■ Exercise directions: Transcribe the stretch from "Plaintiffs James and" through "from the farm." in the court excerpt about the Kansas farm below.

■ Document excerpt:
---------------

Plaintiffs James and Theresa Arnold leased their house in a rural area of Butler County, near Potwin, Kansas on May 1, 2011. Within a week of moving in, according to their Amended Complaint, they were visited by sheriff's deputies looking for a stolen truck. This visit was the first in a series of repeated visits and calls by law enforcement officers--at all hours of the day and night--looking for runaway children, responding to attempted suicides, or searching for evidence of computer fraud or child pornography. In addition, private individuals had attempted to enter their property, attempted to access their internet, and complained or threatened the Arnolds over email spam originating from the farm.

In the Spring of 2016, the website Fusion published an article entitled "How an Internet Mapping Glitch Turned a Random Kansas Farm into a Digital Hell." The article identified the source of the Arnold's troubles as the defendant, MaxMind, Inc.  MaxMind is a Massachusetts corporation which, acting through its brand GeoIP, supplies intelligence on internet protocol (IP) addresses, a unique signifier for computers or servers active on the internet. MaxMind provides information about the IP addresses of computers to some 5000 customers for the purposes of enforcing digital rights, customization of advertising, and routing internet traffic.

---------------

■ Photo-based point labeling data:
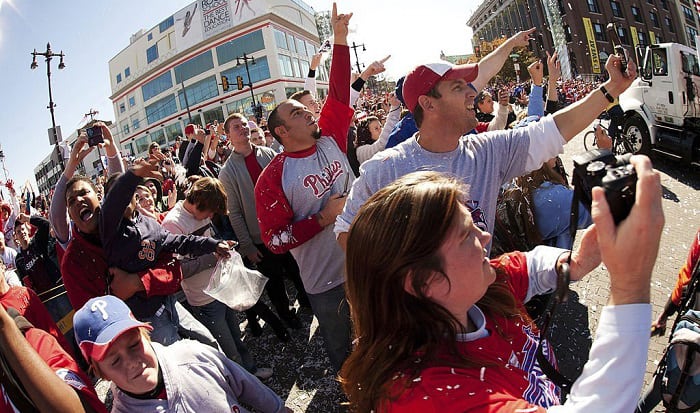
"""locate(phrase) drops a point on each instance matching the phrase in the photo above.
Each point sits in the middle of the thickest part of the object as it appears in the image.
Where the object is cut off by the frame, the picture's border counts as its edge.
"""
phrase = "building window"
(157, 86)
(158, 136)
(160, 109)
(688, 14)
(599, 32)
(654, 18)
(643, 38)
(194, 66)
(622, 32)
(301, 47)
(142, 144)
(165, 24)
(691, 34)
(311, 49)
(199, 92)
(258, 72)
(617, 9)
(281, 39)
(593, 6)
(286, 65)
(172, 131)
(248, 44)
(152, 53)
(669, 24)
(637, 14)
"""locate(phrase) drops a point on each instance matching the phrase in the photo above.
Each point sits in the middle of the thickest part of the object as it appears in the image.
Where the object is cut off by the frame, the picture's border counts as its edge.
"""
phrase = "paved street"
(301, 376)
(682, 211)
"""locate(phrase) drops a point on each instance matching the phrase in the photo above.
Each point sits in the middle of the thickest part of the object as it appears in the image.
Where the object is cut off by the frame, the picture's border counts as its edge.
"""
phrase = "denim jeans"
(222, 322)
(172, 322)
(333, 314)
(552, 206)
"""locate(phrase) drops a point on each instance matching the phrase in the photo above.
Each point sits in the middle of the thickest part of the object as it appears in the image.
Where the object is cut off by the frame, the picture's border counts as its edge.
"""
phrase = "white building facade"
(171, 74)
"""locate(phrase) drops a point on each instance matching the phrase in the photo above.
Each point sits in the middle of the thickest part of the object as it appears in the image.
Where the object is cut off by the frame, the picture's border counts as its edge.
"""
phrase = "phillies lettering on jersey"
(323, 182)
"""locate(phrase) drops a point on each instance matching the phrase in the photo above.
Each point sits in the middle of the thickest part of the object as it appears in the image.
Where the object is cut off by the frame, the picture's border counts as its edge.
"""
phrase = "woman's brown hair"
(393, 246)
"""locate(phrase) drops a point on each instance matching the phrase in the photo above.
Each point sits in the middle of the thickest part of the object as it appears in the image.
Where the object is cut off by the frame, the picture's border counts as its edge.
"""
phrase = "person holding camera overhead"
(440, 328)
(441, 98)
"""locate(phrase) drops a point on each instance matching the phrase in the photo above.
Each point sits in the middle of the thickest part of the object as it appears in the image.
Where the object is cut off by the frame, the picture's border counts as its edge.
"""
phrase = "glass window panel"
(281, 39)
(142, 144)
(157, 86)
(160, 109)
(199, 92)
(193, 67)
(249, 43)
(152, 53)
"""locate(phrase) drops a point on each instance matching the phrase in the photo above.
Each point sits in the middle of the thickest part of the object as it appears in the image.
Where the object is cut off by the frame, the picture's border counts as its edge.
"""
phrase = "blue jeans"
(552, 208)
(333, 314)
(222, 322)
(172, 322)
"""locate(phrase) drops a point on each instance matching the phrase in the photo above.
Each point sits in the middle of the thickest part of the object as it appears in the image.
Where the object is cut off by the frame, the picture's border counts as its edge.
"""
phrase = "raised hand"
(341, 23)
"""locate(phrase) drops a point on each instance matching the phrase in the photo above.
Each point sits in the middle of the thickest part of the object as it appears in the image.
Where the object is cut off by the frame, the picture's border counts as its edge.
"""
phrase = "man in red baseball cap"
(441, 98)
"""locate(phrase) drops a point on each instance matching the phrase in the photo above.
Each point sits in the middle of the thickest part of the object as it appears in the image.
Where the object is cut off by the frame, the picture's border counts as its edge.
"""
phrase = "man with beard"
(301, 191)
(441, 98)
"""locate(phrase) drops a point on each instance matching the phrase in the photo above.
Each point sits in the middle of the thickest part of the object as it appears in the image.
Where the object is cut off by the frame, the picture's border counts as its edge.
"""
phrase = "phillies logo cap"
(101, 321)
(423, 78)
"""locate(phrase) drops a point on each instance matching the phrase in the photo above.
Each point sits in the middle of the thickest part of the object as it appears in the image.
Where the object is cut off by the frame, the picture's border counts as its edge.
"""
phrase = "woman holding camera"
(439, 327)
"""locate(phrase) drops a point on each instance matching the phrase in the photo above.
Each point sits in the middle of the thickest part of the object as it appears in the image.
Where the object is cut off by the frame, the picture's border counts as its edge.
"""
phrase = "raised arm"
(58, 212)
(576, 117)
(490, 65)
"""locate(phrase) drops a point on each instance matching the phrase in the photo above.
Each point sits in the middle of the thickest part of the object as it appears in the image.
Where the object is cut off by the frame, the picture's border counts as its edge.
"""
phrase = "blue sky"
(92, 32)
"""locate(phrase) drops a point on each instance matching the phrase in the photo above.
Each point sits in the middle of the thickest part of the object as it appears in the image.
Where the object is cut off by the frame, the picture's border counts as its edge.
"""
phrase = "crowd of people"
(415, 227)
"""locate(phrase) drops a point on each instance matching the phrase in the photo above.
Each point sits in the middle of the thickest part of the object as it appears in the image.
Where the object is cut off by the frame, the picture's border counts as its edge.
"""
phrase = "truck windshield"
(690, 64)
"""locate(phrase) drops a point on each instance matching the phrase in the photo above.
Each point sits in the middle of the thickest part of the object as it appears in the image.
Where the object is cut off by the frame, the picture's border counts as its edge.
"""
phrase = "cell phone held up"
(94, 134)
(617, 46)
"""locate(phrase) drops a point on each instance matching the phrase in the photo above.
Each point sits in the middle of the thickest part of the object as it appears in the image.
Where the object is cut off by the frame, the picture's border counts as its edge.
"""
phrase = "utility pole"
(357, 59)
(184, 92)
(245, 58)
(55, 132)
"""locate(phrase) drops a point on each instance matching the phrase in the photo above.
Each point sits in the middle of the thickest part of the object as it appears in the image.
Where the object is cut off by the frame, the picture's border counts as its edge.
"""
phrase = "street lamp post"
(357, 59)
(245, 58)
(54, 133)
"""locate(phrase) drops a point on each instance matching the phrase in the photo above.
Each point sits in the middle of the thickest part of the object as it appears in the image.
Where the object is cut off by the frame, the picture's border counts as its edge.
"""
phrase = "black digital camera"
(615, 174)
(94, 134)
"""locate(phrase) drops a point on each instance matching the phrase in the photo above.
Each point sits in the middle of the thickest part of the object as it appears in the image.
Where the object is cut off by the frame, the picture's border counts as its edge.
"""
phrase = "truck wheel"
(637, 136)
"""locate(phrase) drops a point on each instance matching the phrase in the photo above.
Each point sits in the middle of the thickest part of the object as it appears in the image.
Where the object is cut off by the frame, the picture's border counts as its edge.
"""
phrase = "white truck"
(662, 107)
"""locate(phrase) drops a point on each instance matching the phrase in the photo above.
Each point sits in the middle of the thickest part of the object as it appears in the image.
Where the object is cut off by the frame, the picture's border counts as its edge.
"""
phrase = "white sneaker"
(263, 373)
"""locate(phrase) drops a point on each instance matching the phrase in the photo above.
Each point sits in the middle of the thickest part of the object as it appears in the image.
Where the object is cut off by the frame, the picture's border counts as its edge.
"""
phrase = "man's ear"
(425, 102)
(281, 131)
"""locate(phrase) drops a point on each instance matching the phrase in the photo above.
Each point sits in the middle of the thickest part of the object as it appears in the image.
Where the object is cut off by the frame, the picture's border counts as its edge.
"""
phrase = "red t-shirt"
(254, 168)
(63, 365)
(28, 304)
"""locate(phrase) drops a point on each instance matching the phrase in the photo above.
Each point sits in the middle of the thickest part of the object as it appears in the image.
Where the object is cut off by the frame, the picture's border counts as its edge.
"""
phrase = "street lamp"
(245, 58)
(54, 132)
(357, 60)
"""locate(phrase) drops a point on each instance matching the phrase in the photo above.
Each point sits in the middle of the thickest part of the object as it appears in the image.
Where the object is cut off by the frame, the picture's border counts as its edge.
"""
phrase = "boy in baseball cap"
(183, 377)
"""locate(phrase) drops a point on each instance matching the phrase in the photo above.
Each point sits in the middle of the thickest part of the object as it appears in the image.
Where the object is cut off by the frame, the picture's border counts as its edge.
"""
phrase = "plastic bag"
(234, 284)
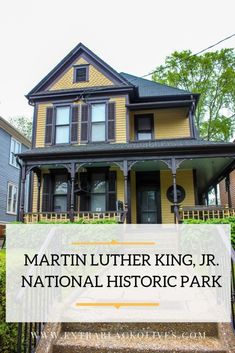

---------------

■ Answer to this problem:
Plaintiffs James and Theresa Arnold leased their house in a rural area of Butler County, near Potwin, Kansas on May 1, 2011. Within a week of moving in, according to their Amended Complaint, they were visited by sheriff's deputies looking for a stolen truck. This visit was the first in a series of repeated visits and calls by law enforcement officers--at all hours of the day and night--looking for runaway children, responding to attempted suicides, or searching for evidence of computer fraud or child pornography. In addition, private individuals had attempted to enter their property, attempted to access their internet, and complained or threatened the Arnolds over email spam originating from the farm.